### Written problem
Please pick out each line of the data below that contains the string "wall" and copy those lines.

### Task input
——
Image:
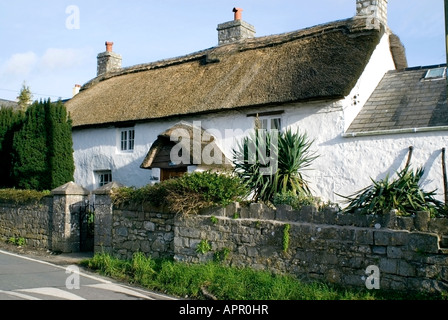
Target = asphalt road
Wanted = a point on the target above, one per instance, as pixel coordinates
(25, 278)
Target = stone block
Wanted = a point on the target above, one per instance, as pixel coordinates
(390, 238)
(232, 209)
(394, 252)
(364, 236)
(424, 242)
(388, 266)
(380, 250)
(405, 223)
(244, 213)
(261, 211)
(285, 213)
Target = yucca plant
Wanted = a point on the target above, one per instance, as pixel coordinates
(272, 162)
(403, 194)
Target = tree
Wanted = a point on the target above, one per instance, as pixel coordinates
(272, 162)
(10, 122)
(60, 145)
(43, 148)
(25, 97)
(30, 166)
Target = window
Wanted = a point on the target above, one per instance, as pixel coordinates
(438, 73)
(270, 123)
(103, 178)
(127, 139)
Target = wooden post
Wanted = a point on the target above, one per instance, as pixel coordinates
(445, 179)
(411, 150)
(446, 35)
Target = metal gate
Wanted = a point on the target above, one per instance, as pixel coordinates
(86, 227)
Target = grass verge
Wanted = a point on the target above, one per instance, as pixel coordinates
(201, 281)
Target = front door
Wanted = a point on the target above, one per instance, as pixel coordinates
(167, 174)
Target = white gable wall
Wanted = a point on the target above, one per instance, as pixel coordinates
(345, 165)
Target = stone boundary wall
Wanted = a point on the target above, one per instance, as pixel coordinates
——
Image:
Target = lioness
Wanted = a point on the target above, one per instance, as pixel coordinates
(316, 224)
——
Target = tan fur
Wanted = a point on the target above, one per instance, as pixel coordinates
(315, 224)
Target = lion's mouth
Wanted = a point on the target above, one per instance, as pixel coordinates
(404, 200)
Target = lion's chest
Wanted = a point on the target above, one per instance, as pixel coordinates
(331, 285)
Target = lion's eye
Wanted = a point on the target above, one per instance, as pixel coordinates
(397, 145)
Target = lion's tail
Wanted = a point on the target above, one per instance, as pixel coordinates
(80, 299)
——
### Correct response
Target = white gable wall
Target = stone boundary wall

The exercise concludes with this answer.